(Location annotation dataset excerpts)
*****

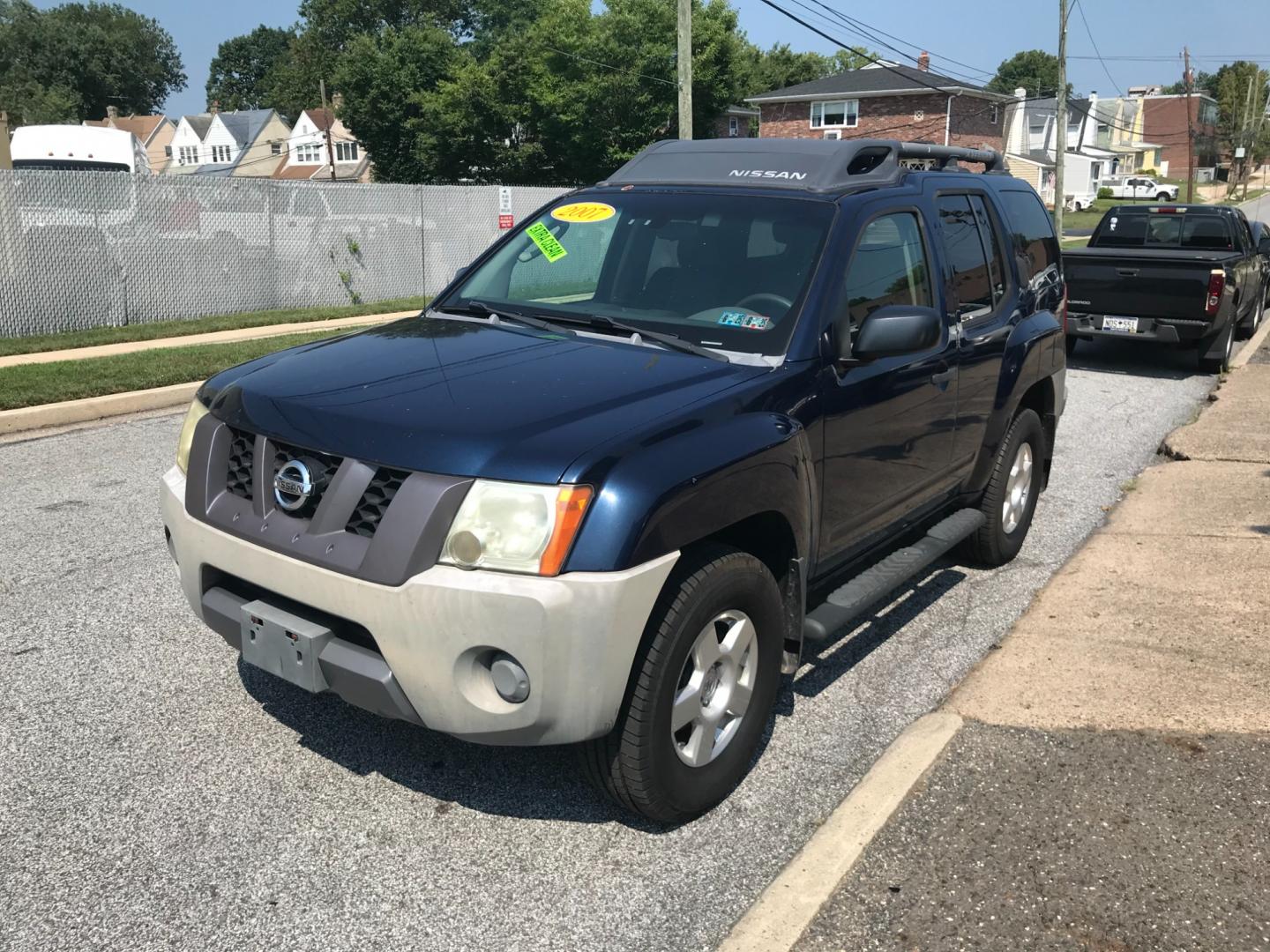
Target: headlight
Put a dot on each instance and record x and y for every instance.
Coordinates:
(516, 527)
(197, 412)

*****

— Task to complete —
Edit the entries above so that every "Target" becomes "Object", keeping everything else the same. Leave the pictures out of your answer.

— Expected output —
Object: headlight
Put a dot on each instance and record x and y for every instance.
Coordinates:
(516, 527)
(197, 412)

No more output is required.